*AIM OF THE EXERCISE*. The data below needs to be returned exactly, line for line.
-- start of DATA SUPPLIED --
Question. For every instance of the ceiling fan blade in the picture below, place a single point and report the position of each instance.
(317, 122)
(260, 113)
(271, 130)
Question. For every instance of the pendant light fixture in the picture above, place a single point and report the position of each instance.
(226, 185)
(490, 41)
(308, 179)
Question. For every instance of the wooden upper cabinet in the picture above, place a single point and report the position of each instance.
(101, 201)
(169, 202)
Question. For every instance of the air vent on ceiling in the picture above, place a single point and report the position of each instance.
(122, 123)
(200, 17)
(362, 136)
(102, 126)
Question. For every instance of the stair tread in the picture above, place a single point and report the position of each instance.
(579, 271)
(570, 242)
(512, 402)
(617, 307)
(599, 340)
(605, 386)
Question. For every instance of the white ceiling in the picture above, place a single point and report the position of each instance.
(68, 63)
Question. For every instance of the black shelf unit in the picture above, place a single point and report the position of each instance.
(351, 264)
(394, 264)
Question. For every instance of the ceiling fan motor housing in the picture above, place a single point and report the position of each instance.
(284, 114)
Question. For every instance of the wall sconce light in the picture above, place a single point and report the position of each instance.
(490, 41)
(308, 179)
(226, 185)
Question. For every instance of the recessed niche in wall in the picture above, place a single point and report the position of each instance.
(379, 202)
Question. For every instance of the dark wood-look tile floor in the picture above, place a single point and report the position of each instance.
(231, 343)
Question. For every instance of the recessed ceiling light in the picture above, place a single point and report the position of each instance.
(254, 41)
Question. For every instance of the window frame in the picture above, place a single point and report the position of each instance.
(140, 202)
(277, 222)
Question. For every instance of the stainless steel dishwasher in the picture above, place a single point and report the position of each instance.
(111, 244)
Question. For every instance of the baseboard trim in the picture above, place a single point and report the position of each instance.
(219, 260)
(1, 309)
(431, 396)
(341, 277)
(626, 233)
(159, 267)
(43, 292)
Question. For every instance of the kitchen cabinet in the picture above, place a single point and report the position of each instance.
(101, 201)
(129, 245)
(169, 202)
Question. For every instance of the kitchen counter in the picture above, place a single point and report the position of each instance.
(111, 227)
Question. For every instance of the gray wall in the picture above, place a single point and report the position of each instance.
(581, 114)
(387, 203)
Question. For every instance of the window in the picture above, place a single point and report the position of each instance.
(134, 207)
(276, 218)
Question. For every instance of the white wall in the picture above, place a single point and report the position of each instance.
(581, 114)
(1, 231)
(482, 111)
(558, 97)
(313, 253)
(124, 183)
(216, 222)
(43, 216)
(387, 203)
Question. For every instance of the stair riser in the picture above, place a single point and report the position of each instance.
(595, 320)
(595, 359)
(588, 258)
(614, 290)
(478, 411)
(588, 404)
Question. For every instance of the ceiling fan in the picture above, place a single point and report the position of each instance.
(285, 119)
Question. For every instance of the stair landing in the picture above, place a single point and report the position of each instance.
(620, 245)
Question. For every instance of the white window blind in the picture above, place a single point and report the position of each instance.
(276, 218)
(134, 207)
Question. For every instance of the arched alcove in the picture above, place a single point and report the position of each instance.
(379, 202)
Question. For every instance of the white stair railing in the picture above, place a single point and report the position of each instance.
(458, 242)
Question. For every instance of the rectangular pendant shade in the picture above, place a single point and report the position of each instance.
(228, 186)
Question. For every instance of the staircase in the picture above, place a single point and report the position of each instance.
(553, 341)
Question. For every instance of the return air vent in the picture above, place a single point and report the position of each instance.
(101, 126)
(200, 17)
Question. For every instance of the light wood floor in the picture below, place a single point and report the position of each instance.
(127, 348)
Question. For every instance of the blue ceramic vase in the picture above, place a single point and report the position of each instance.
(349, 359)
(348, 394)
-- end of DATA SUPPLIED --
*THE ANSWER*.
Question. For every instance of the ceiling fan blade in the picture below, place a single point and report the position of each instance.
(317, 122)
(260, 113)
(271, 130)
Question. For every instance of the pendant light fixture in the picture above, place a single point and report the position of each instance.
(226, 185)
(490, 41)
(308, 179)
Question. For every instance of the wooden upper cabinet in the picture above, place a single point and report the position of each instance.
(101, 201)
(169, 202)
Question. For every instance of the air vent on ceiling in the picture above, place a single point and report the position of each instance.
(122, 123)
(200, 17)
(362, 136)
(102, 126)
Question. For every instance of the stair tread in the picture above, place a single point and report the position of each instance.
(579, 271)
(570, 242)
(512, 402)
(617, 307)
(599, 340)
(605, 386)
Question. For every instance of the white ceiling in the picture above, place a single point and report the position of each instance.
(68, 63)
Question. For every instance of the black shelf unit in the picture above, place a single point and report the position of each instance.
(351, 264)
(394, 264)
Question. For every instance of the ceiling fan motor housing in the picture above, place a single point and report the position of each instance.
(284, 114)
Question. For every instance of the wall sconce light in the picture above, place a single point and report the position of each instance.
(490, 41)
(308, 179)
(226, 185)
Question. For every instance of the recessed niche in wall in the picture above, place a single point and report the position of each instance.
(379, 202)
Question. For every instance of the dark wood-look tile floor in the picture above, place a single point and report the position of each instance.
(231, 343)
Question. For every instance of the recessed ceiling light in the picture above, place a single point and report the position of each instance.
(254, 41)
Question. For every instance of the window frame in the picture above, place a single point and report the position of each instance.
(140, 202)
(277, 222)
Question. For every instance of the stainless steel dishwasher in the picture above, place a single point and report the position of each instance.
(111, 244)
Question. For every instance of the baseboard trim in the picture above, place a single point and report the position of each instance.
(219, 260)
(1, 309)
(431, 396)
(341, 277)
(626, 233)
(159, 267)
(43, 292)
Question. For every instance of the kitchen cabinet in the picture above, place a single point and report the position of each instance.
(101, 201)
(129, 245)
(169, 202)
Question. For every instance of the kitchen counter in the picture above, place a single point and report the position of each instance.
(111, 227)
Question. For every instance of the gray wall in the picture above, place a single point and report the position of each instance.
(581, 114)
(387, 203)
Question. For every instance of the window in the picture above, place a single point and report the position of each instance.
(134, 207)
(276, 218)
Question. For every instance of the white wall in the picture above, place a single point and report the position of each instance.
(581, 114)
(1, 231)
(482, 111)
(558, 97)
(313, 253)
(124, 183)
(216, 222)
(43, 216)
(387, 203)
Question. For every instance of the stair riser in the picture above, place a single point and report the position of each instance.
(595, 320)
(595, 359)
(588, 258)
(614, 290)
(478, 411)
(588, 404)
Question. For every instance of the ceiling fan in the picture above, place a single point and report the position of each instance.
(285, 119)
Question. For every instance of the stair landing in the picture above, place a single point and report the position of each instance.
(620, 245)
Question. For every instance of the white window blind in the picture above, place a single point and report the position of each instance.
(276, 218)
(134, 207)
Question. For every instance of the arched alcove in the picture above, place a single point and report the position of each instance.
(379, 202)
Question. For every instance of the white stair railing in the picture above, place a single point and report the position of each instance.
(458, 242)
Question. For every instance of the rectangular pendant shade in the picture above, place a single point and report the position of each instance.
(228, 186)
Question. For every instance of the staircase in the picture above, place a single point and report the position of each instance.
(553, 341)
Question. For every instance of the return air vent in the picture above, place a single point and report the position of each instance.
(101, 126)
(200, 17)
Question. For every instance of the light wood floor in the picture below, place a single point and report the position of each instance.
(127, 348)
Question. For every instance of the blue ceramic vase in the picture above, place a single point and report the position of each instance.
(349, 359)
(348, 394)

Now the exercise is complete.